## Task set
[1] Reproduce the part of the access-to-finance essay that begins with "At the recently" and ends after "to grow sustainably.".
[2] Write the next part of the access-to-finance essay, continuing after its final sentence.

--- Page excerpt Enclosed Below ---

As an entrepreneur, I have participated in countless conversations about access to finance. Whether at conferences, webinars, policy discussions, or networking events, one challenge consistently dominates the conversation: funding.

At the recently concluded Young Africa Works Dialogue in Lagos, that theme surfaced repeatedly. For many young entrepreneurs, access to capital is often presented as the missing piece needed to unlock business growth. In delving deeper into the discussion on funding, we discovered that while financing is undoubtedly important, that diagnosis is incomplete. The challenge facing entrepreneurs is not simply a lack of capital; it is the absence of the broader systems that enable businesses to grow sustainably.

As the founder of a growing leatherworks business, I understand firsthand what it means to navigate the daily demands of entrepreneurship. On any given day, I may be overseeing production, managing customer relationships, handling administrative responsibilities, marketing products, coordinating suppliers, and making decisions that directly affect the future of the business.

--- End of Enclosed Page excerpt ---
--- Raw data Enclosed Below ---

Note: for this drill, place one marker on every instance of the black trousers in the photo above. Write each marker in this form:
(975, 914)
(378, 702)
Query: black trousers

--- End of Enclosed Raw data ---

## Outputs in order
[1]
At the recently concluded Young Africa Works Dialogue in Lagos, that theme surfaced repeatedly. For many young entrepreneurs, access to capital is often presented as the missing piece needed to unlock business growth. In delving deeper into the discussion on funding, we discovered that while financing is undoubtedly important, that diagnosis is incomplete. The challenge facing entrepreneurs is not simply a lack of capital; it is the absence of the broader systems that enable businesses to grow sustainably.

[2]
Many entrepreneurs across Nigeria and Africa face similar realities.

Yet despite the growing number of financing opportunities available, many business owners still struggle to access them. In some cases, eligibility requirements are unrealistic for small and growing businesses. In others, funding structures fail to reflect the realities of entrepreneurship. Even when funding is secured, many businesses lack the support systems needed to deploy that capital effectively and generate sustainable growth.